What you should do: Render the material between the line holding "Expected: for every instance of the flying" and the line holding "[[138, 335], [435, 306]]", inclusive, as a two-column CSV with the header input,output. Give one row per answer, with input holding the text that precedes that answer and output holding the answer itself, each in a single quoted field with line breaks replaced by spaces.

Dataset content:
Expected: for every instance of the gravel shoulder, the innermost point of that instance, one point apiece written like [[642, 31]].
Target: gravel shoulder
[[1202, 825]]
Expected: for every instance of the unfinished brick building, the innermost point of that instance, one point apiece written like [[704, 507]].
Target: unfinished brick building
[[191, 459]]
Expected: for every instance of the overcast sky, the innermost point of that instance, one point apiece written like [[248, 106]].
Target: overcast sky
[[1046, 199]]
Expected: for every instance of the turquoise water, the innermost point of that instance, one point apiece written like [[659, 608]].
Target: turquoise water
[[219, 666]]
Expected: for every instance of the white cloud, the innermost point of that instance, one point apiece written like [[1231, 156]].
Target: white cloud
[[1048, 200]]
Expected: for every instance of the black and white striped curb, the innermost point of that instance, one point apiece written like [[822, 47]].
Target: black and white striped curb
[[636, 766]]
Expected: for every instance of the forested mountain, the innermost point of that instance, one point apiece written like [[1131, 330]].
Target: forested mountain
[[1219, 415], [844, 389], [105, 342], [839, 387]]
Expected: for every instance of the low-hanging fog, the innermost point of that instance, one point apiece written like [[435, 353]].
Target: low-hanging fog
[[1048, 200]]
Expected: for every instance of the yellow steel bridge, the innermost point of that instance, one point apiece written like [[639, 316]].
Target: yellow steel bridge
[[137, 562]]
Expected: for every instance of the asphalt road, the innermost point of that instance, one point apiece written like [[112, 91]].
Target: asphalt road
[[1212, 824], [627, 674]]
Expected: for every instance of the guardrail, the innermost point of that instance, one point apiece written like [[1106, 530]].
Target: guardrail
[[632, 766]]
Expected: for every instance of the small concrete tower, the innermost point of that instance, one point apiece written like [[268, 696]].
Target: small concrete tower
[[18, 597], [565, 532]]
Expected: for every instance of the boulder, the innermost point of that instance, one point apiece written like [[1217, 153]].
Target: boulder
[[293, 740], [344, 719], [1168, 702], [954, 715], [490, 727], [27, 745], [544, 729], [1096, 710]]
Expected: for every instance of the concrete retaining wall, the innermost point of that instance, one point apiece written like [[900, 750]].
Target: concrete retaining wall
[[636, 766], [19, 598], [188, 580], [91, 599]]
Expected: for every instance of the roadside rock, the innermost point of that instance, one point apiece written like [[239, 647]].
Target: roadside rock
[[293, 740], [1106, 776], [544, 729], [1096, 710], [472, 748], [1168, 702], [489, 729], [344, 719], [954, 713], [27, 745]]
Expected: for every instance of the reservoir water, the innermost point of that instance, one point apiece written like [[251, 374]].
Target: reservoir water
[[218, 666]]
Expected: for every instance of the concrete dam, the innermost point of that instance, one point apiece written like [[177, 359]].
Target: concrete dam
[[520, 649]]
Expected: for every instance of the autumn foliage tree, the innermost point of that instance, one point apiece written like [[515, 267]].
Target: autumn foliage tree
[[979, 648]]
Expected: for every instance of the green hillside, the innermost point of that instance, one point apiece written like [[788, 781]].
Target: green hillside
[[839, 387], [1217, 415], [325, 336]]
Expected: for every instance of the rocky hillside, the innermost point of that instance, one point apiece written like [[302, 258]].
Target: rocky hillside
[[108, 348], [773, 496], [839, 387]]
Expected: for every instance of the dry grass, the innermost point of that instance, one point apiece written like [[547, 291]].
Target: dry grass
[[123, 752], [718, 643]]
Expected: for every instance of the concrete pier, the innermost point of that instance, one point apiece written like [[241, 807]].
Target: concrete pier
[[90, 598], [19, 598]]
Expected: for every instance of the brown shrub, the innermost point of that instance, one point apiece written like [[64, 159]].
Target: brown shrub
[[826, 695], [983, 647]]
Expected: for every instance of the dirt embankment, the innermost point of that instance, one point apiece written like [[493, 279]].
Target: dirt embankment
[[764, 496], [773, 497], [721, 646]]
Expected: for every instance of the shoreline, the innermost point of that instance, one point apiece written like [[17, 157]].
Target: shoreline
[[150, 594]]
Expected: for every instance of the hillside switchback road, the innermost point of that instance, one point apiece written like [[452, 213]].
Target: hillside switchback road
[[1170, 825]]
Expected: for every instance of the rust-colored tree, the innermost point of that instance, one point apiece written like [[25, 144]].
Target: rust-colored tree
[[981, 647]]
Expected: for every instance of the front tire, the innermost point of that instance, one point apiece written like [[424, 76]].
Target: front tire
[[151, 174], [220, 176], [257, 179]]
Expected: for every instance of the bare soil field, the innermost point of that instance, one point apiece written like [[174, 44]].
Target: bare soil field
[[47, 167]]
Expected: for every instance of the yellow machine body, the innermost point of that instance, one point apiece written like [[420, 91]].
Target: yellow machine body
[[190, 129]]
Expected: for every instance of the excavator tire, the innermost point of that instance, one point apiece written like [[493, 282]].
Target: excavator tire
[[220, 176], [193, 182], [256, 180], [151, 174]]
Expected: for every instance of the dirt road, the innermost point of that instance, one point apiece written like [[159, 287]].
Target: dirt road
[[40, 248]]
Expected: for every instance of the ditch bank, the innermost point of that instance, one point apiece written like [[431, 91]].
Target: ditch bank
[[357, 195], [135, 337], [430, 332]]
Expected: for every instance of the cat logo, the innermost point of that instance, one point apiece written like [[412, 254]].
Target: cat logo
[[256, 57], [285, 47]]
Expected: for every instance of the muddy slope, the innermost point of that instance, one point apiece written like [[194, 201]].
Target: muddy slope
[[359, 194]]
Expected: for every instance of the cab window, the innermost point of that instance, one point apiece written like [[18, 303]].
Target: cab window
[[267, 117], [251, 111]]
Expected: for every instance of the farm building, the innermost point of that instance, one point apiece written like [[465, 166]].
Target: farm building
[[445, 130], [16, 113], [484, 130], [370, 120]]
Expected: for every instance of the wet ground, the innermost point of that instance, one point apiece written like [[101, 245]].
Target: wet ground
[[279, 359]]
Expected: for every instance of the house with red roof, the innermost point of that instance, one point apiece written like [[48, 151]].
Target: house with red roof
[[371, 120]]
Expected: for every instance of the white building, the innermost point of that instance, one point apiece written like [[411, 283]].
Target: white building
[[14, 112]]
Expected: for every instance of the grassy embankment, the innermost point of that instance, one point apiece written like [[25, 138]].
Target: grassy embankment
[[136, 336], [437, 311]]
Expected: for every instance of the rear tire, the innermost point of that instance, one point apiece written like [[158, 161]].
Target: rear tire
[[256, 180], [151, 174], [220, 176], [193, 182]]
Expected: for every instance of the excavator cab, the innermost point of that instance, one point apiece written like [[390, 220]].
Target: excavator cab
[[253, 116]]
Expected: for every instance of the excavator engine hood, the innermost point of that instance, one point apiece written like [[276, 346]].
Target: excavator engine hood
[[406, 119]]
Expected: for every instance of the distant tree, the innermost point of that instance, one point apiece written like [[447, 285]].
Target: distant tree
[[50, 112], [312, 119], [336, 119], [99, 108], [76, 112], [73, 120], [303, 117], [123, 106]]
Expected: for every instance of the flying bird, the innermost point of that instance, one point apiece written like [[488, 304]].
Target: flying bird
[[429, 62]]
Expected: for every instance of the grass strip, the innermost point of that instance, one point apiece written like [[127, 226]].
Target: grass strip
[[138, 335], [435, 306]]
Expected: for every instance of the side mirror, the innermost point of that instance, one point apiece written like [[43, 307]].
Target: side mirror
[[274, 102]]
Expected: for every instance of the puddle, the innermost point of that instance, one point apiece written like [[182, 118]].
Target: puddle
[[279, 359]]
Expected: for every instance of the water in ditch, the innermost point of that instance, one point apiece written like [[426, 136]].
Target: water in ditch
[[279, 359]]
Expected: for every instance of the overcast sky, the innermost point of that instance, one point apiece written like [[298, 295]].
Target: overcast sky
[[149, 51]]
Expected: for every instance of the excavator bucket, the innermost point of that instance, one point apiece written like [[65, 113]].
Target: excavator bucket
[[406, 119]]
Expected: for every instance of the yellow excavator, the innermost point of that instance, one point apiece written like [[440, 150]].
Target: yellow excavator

Expected answer:
input,output
"Expected: for every instance of the flying bird, the innermost point of that instance, one point apiece written like [[488, 304]]. Target: flying bird","[[429, 62]]"
"Expected: for every instance of the grass strip, the innermost point of that instance, one point apiece written like [[127, 226]]. Target: grass strip","[[138, 335], [435, 306]]"